Texto proporcionado:
La Pérdida de España IV: Los Fideles Regis

Obligada la realeza a enfrentarse con la arrogancia de una poderosa aristocracia al mismo tiempo que debía hacer frente al espíritu rebelde de algunas regiones, los reyes procuraron aumentar los grupos que les debían una singular fidelidad y hubieron de mimarlos. Se refiere Sánchez Albornoz al más restringido de los gardingos continuadores de la comitiva de orden germánico de los primitivos reyes godos. Los fideles regis. Para asegurar su lealtad, los soberanos acudieron a las eternas fórmulas con que han sabido procurarse fidelidades y favores, pero no sin encarar también los eternos peligros que tal conducta ha acarreado con frecuencia.

El favor de los reyes enriquecía constantemente a sus fideles. En un continuo círculo vicioso, el favor de los reyes, al enriquecer a los fideles y determinar su arraigo en la tierra, aumentaba el número de siervos, colonos, libertos, precaristas y patrocinados al servicio de los mismos.

Algunos reyes quisieron detener el crecimiento de la aristocracia mediante purgas sangrientas en las que los poderosos perdían sus cargos, sus fortunas y sus vidas. Pero los mismos soberanos que habían ordenado las terribles violencias mediante generosas donaciones a sus propios leales de los bienes confiscados a los enemigos, formaban en torno a ellos lo que hoy llamaríamos grupos de presión.

Y como los sucesores de los reyes justicieros o crueles, deseosos de atraerse a los castigados o perseguidos acababan devolviéndoles sus bienes y restaurándolos en su status jurídico anterior, no menguaron en verdad, sino que aumentaron con el correr del tiempo las filas de los poderosos y los oligarcas.

La realeza visigoda abandonó, además, la antigua política imperial romana, hostil a la concreción de nuevos vínculos de patrocinio.

Los reyes hispano godos no se opusieron al establecimiento de nuevas redes clientelares y fortalecieron la vinculación de los clientes con sus señores al liberar de pena a los patrocinados en los delitos cometidos por orden de aquellos.

De antiguo habían recibido armas de sus patronos los bucelarios y los sayones, es decir, los patrocinados. Siguieron recibiéndolas estos para constituir las clientelas armadas de los poderosos y para asegurar con ellas su fuerza política. Ervigio legalizó la ida a la guerra de los clientes a las órdenes de sus señores. Esa legalización, coincidente con la obligada concurrencia a ella de los potentes con sus siervos, acentuó la proto feudalización de las fuerzas armadas la monarquía. En beneficio naturalmente de las facciones nobiliarias que se disputaban el poder y en daño de la estructura y de la eficacia del ejército, puesto que los grupos de presión pudieron maniobrar al frente de sus patrocinados y de sus siervos en las horas decisivas de las batallas y luchas.

Datos mostrados:
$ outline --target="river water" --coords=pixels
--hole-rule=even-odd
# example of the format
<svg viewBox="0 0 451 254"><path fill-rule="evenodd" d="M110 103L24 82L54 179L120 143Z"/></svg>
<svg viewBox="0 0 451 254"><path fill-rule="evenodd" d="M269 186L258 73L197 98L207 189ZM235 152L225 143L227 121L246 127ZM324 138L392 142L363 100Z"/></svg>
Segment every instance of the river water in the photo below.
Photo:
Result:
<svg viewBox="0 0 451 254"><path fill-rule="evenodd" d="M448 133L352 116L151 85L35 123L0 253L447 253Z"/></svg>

Tareas por realizar:
1) Reproduce literalmente, del texto sobre los fideles regis, todo lo que va desde "La Pérdida de" hasta "acarreado con frecuencia.".
2) Enumera los grupos al servicio de los fideles cuyo número, según el texto sobre los fideles regis, aumentaba por el favor de los reyes.

Resultados de tareas:
1)
La Pérdida de España IV: Los Fideles Regis

Obligada la realeza a enfrentarse con la arrogancia de una poderosa aristocracia al mismo tiempo que debía hacer frente al espíritu rebelde de algunas regiones, los reyes procuraron aumentar los grupos que les debían una singular fidelidad y hubieron de mimarlos. Se refiere Sánchez Albornoz al más restringido de los gardingos continuadores de la comitiva de orden germánico de los primitivos reyes godos. Los fideles regis. Para asegurar su lealtad, los soberanos acudieron a las eternas fórmulas con que han sabido procurarse fidelidades y favores, pero no sin encarar también los eternos peligros que tal conducta ha acarreado con frecuencia.

2)
- siervos
- colonos
- libertos
- precaristas
- patrocinados